# [TASK REQUIREMENTS]
1 > In the advice thread, how many weeks does the favorite answer say both spouses should spend tracking their time?
2 > List every household task that, according to the advice thread, the husband fails to help with.
3 > Continue the advice thread from the point where it stops.

***** TEXT SECTION

I feel so frustrated so mad, and depressed. I have a husband who ever since we got married has been playing COD, and airplane simulator for hours. He does not help me take care of the baby half the time, and he never helps with laundry, or cleaning up house. He is in the military, and I work full time and go to school. I have threatened him with divorce several times which does make him stop playing for about two weeks, then he falls right into his old habbits. I cannot take this anymore, all this madness and lack of attention towards me and the baby have made me stop loving him. I felt like i had to beg for sex sometimes. He is a lunatic always screaming at the video games. I have also grown appart from him in the last 6mos, and started talking to another guy (a much older guy) please i need advice. Im going crazy! I cant live like this anymore.
6 Answers
- l8tr g8trLv 78 years agoFavorite Answer
Here's what you can do:
1) Stop "talking" to other men. NOW. IMMEDIATELY.
2) Sit down with your husband and discuss what appears to be an imbalance in your home and a little project for you both to do that will help you discuss the issue and become a stronger couple.
Both of you need to agree to spend the next two weeks tracking your time. Every moment. Wake, up, work hours, showers, playtime with baby, etc., etc...
At the end of two weeks you can both sit down and review the results. Men are visual creatures! When he sees the imbalance in black and white it should be easier to (not accuse, point fingers or say "I told you so") work out some scheduling adjustments to benefit your home and relationship.
Do it.
- PatriciaLv 78 years ago
The other guy isn't going to solve your problems and if you get together with him, you're going to be rebounding, which is just as unhealthy as the situation you have now.

**********
***** MATERIAL

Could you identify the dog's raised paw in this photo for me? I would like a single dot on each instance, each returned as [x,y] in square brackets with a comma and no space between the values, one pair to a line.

**********

# [RESULTS IN ORDER]
1 > Two weeks.

2 > Taking care of the baby, laundry, and cleaning up the house.

3 >
If you feel a lack of emotional intimacy and closeness in your marriage, and want to end it, then make a firm decision. Video game addiction isn't rare, if you noticed.... and it does mess up relationships just the same as any other addiction can. I don't see a problem with someone spending a couple hours a few times a week doing something they are interested in, but if it interferes with our lives and relationships, it's a huge problem.
If you do decide to go your own way, take the time to get your life back together. You're going to be emotionally wrapped up in the break up and won't have anything to give to another person emotionally. You will need to recover.
- Anonymous8 years ago
Im betting you folks are in your 20's and didnt live with eachother for at least 2 yrs. The divorce rates are high for ages 17 to 25. No one should marry before age 25. The Amish are the only ones I know of that can marry young and stay together for life.
Source(s): Life at 50. - ?Lv 48 years ago
Good luck with finding a guy who doesn't like playing video games....My husband likes playing even though he doesn't too much anymore maybe once or twice a month...But he was addicted to it, playing for hours everyday. But eventually he just got tired of it and don't care to play anymore...I don't think it is anything to divorce over..You two just need to learn how to work things out... You can't just bail everytime hard times come to a marriage...Marriage will have its ups and downs you just have to learn how to work together.....And looking outside your marriage is never a good idea.
Just be glad its just video games you have to worry about not something worse.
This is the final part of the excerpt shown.